[Lines on locating named things]
****
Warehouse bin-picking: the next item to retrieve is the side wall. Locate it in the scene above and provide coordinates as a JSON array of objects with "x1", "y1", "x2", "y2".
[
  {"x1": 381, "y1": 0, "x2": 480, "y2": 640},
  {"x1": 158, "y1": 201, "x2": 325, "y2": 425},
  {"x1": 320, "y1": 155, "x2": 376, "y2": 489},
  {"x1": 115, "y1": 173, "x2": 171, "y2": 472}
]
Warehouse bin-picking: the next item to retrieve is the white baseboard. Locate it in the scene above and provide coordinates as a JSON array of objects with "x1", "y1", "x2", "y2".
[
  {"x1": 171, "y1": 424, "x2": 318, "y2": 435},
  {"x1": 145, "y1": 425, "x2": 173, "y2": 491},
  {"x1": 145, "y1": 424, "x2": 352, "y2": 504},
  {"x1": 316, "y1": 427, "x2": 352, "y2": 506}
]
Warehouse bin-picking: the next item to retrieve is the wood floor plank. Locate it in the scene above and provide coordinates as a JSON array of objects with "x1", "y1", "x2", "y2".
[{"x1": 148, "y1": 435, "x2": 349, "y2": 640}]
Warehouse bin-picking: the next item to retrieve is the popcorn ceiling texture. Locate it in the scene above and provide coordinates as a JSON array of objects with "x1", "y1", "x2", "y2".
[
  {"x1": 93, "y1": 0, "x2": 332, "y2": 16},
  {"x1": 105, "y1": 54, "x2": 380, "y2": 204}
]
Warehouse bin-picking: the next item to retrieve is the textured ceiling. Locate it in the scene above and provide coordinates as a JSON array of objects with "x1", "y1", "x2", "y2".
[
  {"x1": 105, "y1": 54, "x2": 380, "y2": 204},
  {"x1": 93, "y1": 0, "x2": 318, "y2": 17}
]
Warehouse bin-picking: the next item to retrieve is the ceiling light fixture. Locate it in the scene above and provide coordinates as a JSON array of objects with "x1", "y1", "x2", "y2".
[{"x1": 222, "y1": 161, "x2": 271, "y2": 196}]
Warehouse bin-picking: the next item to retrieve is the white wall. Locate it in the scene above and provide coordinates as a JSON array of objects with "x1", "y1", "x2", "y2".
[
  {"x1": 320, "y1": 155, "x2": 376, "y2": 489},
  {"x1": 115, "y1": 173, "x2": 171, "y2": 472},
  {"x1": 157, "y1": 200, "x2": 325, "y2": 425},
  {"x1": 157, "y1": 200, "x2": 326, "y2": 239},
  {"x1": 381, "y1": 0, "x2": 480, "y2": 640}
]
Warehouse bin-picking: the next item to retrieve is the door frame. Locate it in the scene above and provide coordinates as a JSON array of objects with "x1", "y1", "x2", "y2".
****
• Stated exercise: Can you edit the lines from the one containing "Warehouse bin-picking: the next item to retrieve is the textured" through the last line, replacing "door frame" with "window frame" and leaving everything else untouched?

• Correct answer:
Warehouse bin-picking: the next item to retrieve is the textured ceiling. Locate it in the scene above and provide coordinates as a JSON array of objects with "x1", "y1", "x2", "y2".
[
  {"x1": 105, "y1": 54, "x2": 380, "y2": 204},
  {"x1": 93, "y1": 0, "x2": 318, "y2": 17}
]
Warehouse bin-picking: the next item to retrieve is the ceiling light fixture. Locate it in the scene above and provide coordinates as a JSON array of objects with "x1", "y1", "x2", "y2".
[{"x1": 222, "y1": 161, "x2": 271, "y2": 196}]
Warehouse bin-picking: the next item to retrieve is the white wall. Locate it in the scene above and provide coordinates as a JSON array of objects with "x1", "y1", "x2", "y2".
[
  {"x1": 320, "y1": 155, "x2": 376, "y2": 489},
  {"x1": 115, "y1": 173, "x2": 171, "y2": 472},
  {"x1": 157, "y1": 200, "x2": 325, "y2": 425},
  {"x1": 157, "y1": 200, "x2": 326, "y2": 239},
  {"x1": 381, "y1": 0, "x2": 480, "y2": 640}
]
Warehouse bin-picking: the next item to retrieve is the window frame. Locate it in the scene above and provide coordinates as a JSON array of objects with "x1", "y1", "x2", "y2".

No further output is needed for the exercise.